Problem requirements
How many lines in the rows below contain the string "metal"? Matching is case-sensitive; give only the number.

Listed records
┌──

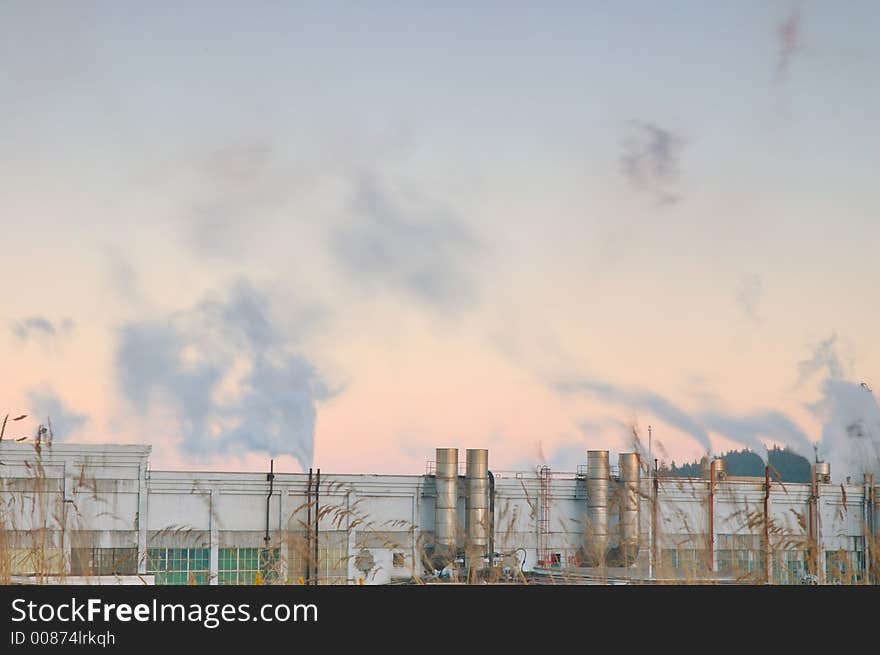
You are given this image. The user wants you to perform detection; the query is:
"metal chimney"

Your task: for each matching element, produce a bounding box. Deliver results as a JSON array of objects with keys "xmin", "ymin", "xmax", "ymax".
[
  {"xmin": 617, "ymin": 453, "xmax": 639, "ymax": 550},
  {"xmin": 434, "ymin": 448, "xmax": 458, "ymax": 550},
  {"xmin": 465, "ymin": 448, "xmax": 489, "ymax": 554},
  {"xmin": 586, "ymin": 450, "xmax": 611, "ymax": 562}
]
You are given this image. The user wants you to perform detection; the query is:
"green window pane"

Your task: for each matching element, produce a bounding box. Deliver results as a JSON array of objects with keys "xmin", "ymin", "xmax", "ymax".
[{"xmin": 217, "ymin": 571, "xmax": 237, "ymax": 584}]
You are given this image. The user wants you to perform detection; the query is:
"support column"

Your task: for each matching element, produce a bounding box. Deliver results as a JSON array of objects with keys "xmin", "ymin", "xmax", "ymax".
[
  {"xmin": 137, "ymin": 462, "xmax": 150, "ymax": 575},
  {"xmin": 208, "ymin": 488, "xmax": 220, "ymax": 585}
]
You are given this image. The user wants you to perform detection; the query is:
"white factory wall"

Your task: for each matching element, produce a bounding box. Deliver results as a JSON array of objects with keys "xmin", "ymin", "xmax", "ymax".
[{"xmin": 0, "ymin": 443, "xmax": 880, "ymax": 584}]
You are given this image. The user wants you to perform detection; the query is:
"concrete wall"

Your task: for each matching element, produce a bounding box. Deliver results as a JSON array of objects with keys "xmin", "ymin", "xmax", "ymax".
[{"xmin": 0, "ymin": 443, "xmax": 865, "ymax": 584}]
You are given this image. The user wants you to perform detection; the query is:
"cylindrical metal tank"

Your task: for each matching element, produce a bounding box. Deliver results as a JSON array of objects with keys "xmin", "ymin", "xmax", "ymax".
[
  {"xmin": 617, "ymin": 453, "xmax": 639, "ymax": 547},
  {"xmin": 465, "ymin": 448, "xmax": 489, "ymax": 553},
  {"xmin": 434, "ymin": 448, "xmax": 458, "ymax": 549},
  {"xmin": 586, "ymin": 450, "xmax": 611, "ymax": 560}
]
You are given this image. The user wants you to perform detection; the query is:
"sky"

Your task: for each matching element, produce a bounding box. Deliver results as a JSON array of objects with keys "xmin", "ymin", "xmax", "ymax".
[{"xmin": 0, "ymin": 0, "xmax": 880, "ymax": 474}]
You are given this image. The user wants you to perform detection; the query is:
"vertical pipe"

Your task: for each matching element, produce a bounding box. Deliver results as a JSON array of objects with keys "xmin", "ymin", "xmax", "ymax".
[
  {"xmin": 303, "ymin": 469, "xmax": 312, "ymax": 584},
  {"xmin": 586, "ymin": 450, "xmax": 611, "ymax": 566},
  {"xmin": 315, "ymin": 469, "xmax": 321, "ymax": 584},
  {"xmin": 651, "ymin": 459, "xmax": 660, "ymax": 567},
  {"xmin": 863, "ymin": 473, "xmax": 874, "ymax": 584},
  {"xmin": 434, "ymin": 448, "xmax": 458, "ymax": 556},
  {"xmin": 618, "ymin": 453, "xmax": 641, "ymax": 566},
  {"xmin": 465, "ymin": 448, "xmax": 489, "ymax": 557},
  {"xmin": 489, "ymin": 471, "xmax": 495, "ymax": 569},
  {"xmin": 263, "ymin": 459, "xmax": 275, "ymax": 550},
  {"xmin": 764, "ymin": 464, "xmax": 770, "ymax": 584},
  {"xmin": 708, "ymin": 459, "xmax": 716, "ymax": 573}
]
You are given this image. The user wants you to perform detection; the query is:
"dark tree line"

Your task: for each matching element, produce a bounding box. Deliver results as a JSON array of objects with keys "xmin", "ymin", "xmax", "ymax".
[{"xmin": 672, "ymin": 446, "xmax": 810, "ymax": 482}]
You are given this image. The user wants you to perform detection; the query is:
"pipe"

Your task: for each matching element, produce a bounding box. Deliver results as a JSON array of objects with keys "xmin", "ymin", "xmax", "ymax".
[
  {"xmin": 263, "ymin": 459, "xmax": 275, "ymax": 550},
  {"xmin": 315, "ymin": 469, "xmax": 321, "ymax": 585},
  {"xmin": 465, "ymin": 448, "xmax": 489, "ymax": 557},
  {"xmin": 708, "ymin": 459, "xmax": 717, "ymax": 573},
  {"xmin": 303, "ymin": 469, "xmax": 312, "ymax": 584},
  {"xmin": 585, "ymin": 450, "xmax": 611, "ymax": 566},
  {"xmin": 651, "ymin": 459, "xmax": 660, "ymax": 576},
  {"xmin": 488, "ymin": 471, "xmax": 495, "ymax": 569},
  {"xmin": 434, "ymin": 448, "xmax": 458, "ymax": 555},
  {"xmin": 618, "ymin": 453, "xmax": 641, "ymax": 566},
  {"xmin": 764, "ymin": 464, "xmax": 770, "ymax": 584},
  {"xmin": 862, "ymin": 473, "xmax": 874, "ymax": 584}
]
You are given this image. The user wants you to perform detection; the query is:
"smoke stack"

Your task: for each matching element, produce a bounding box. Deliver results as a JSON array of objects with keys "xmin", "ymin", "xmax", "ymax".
[
  {"xmin": 434, "ymin": 448, "xmax": 458, "ymax": 554},
  {"xmin": 617, "ymin": 453, "xmax": 640, "ymax": 563},
  {"xmin": 465, "ymin": 448, "xmax": 489, "ymax": 554},
  {"xmin": 585, "ymin": 450, "xmax": 611, "ymax": 563}
]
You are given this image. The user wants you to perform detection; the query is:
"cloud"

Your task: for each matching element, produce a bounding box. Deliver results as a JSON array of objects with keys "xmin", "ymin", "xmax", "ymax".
[
  {"xmin": 795, "ymin": 334, "xmax": 843, "ymax": 387},
  {"xmin": 28, "ymin": 388, "xmax": 89, "ymax": 441},
  {"xmin": 776, "ymin": 7, "xmax": 801, "ymax": 81},
  {"xmin": 620, "ymin": 121, "xmax": 684, "ymax": 205},
  {"xmin": 205, "ymin": 141, "xmax": 274, "ymax": 185},
  {"xmin": 116, "ymin": 281, "xmax": 331, "ymax": 468},
  {"xmin": 183, "ymin": 139, "xmax": 280, "ymax": 259},
  {"xmin": 553, "ymin": 378, "xmax": 712, "ymax": 452},
  {"xmin": 798, "ymin": 334, "xmax": 880, "ymax": 481},
  {"xmin": 698, "ymin": 410, "xmax": 813, "ymax": 460},
  {"xmin": 736, "ymin": 275, "xmax": 764, "ymax": 323},
  {"xmin": 555, "ymin": 379, "xmax": 812, "ymax": 457},
  {"xmin": 9, "ymin": 316, "xmax": 73, "ymax": 341},
  {"xmin": 329, "ymin": 176, "xmax": 482, "ymax": 310}
]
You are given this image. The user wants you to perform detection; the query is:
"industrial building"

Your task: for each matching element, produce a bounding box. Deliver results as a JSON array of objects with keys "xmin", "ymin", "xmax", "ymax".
[{"xmin": 0, "ymin": 442, "xmax": 877, "ymax": 584}]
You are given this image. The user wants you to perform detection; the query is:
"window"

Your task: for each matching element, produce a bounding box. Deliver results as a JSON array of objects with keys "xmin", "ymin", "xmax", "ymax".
[
  {"xmin": 217, "ymin": 548, "xmax": 279, "ymax": 584},
  {"xmin": 147, "ymin": 548, "xmax": 210, "ymax": 585},
  {"xmin": 287, "ymin": 530, "xmax": 348, "ymax": 584},
  {"xmin": 70, "ymin": 548, "xmax": 137, "ymax": 575},
  {"xmin": 772, "ymin": 550, "xmax": 807, "ymax": 584},
  {"xmin": 715, "ymin": 534, "xmax": 764, "ymax": 577},
  {"xmin": 825, "ymin": 536, "xmax": 865, "ymax": 584},
  {"xmin": 660, "ymin": 548, "xmax": 707, "ymax": 577}
]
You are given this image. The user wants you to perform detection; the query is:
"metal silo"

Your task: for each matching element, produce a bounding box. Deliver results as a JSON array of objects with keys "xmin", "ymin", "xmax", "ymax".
[
  {"xmin": 465, "ymin": 448, "xmax": 490, "ymax": 554},
  {"xmin": 618, "ymin": 453, "xmax": 639, "ymax": 549},
  {"xmin": 434, "ymin": 448, "xmax": 458, "ymax": 550},
  {"xmin": 586, "ymin": 450, "xmax": 611, "ymax": 562}
]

└──

Answer to this exercise
3